# RECORD SET start

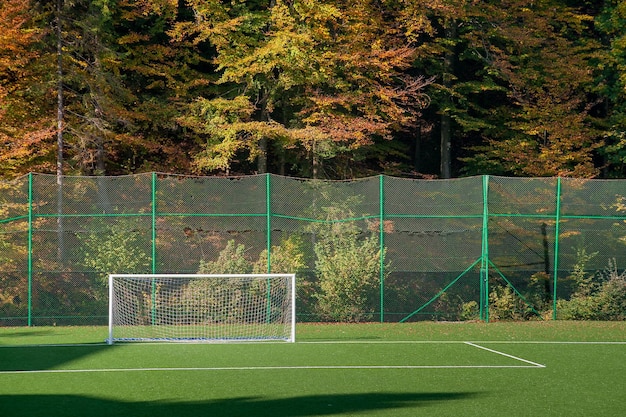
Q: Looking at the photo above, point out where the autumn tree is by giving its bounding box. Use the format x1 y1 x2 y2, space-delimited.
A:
596 0 626 176
0 0 55 177
465 0 603 177
178 0 426 177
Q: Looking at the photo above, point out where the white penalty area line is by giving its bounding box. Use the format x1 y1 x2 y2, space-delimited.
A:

# RECORD SET end

WHAT YOU WILL DO: Reproduce every line of the entries above, requests included, shifting each bounding-box coordinate in the answers by -41. Leave out the pictures.

FULL ANSWER:
Q: Looking at the photo above, point out where the autumn tree is by giving its bounding box. Use the format x1 y1 x2 y2, space-delimited.
A:
555 -41 585 135
-41 -41 14 136
424 -41 562 136
137 -41 385 136
Q: Looking at the photo above, point out where the white penalty area line is by giving its bounding box. Use the format x1 y1 x2 y2, space-delimited.
A:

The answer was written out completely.